# Selected passage start

# Looking to do a Fursuit trade!



## crystallinecanine (Jun 6, 2017)

I don't know if people do trades on here or if I'm posting in the right place. Whatever. Anyways, I have been making fursuits for a year now and make good suits (im not quite the professional yet, but I am pretty good for a year of making) . I'm looking for a head trade; I'd make you a head of your choice and you'd make me a head of my choice.

Must haves: 
- Not squishing against the face, good visibility, great ventilation, cute style. 
- We both must be of the same level of fursuit making skill. 
- Patience (I have a lot of commissions to do, so it won't be at the top of my list)

I'll pay for your shipping and you must do likewise. Let me know if this is something you'd like!

Find examples of my work at: www.inajiffy-creations.weebly.com


----------



## HallowQueen (Jun 6, 2017)

how big of a trade, my darling? an artistic freedom trade does sound quite fun....
message me if you would like to tell me about what you would want to make


----------



## Furry trade (Oct 16, 2020)

Hello i realy wanne trade!

# Selected passage end
# Raw data start

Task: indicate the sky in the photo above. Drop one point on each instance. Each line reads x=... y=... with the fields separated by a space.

# Raw data end

• _To do_:
[A] In the fursuit trade thread, how long has crystallinecanine been making fursuits?
[B] Copy the fursuit trade thread from "# Looking to" to "something you'd like!".
[C] Carry the fursuit trade thread on from its last post.

• _The responses_:
[A] A year.

[B]
# Looking to do a Fursuit trade!



## crystallinecanine (Jun 6, 2017)

I don't know if people do trades on here or if I'm posting in the right place. Whatever. Anyways, I have been making fursuits for a year now and make good suits (im not quite the professional yet, but I am pretty good for a year of making) . I'm looking for a head trade; I'd make you a head of your choice and you'd make me a head of my choice.

Must haves: 
- Not squishing against the face, good visibility, great ventilation, cute style. 
- We both must be of the same level of fursuit making skill. 
- Patience (I have a lot of commissions to do, so it won't be at the top of my list)

I'll pay for your shipping and you must do likewise. Let me know if this is something you'd like!

[C]
----------



## Tendo64 (Oct 16, 2020)

Furry trade said:


> Hello i realy wanne trade!


Hoo boy, only a matter of time before the necros returned
This post was made like three years ago. They haven't even been online in a year and a half.


----------



## Furry trade (Oct 16, 2020)

Tendo64 said:


> Hoo boy, only a matter of time before the necros returned
> This post was made like three years ago. They haven't even been online in a year and a half.


 i stil wanne trade


----------



## Tendo64 (Oct 16, 2020)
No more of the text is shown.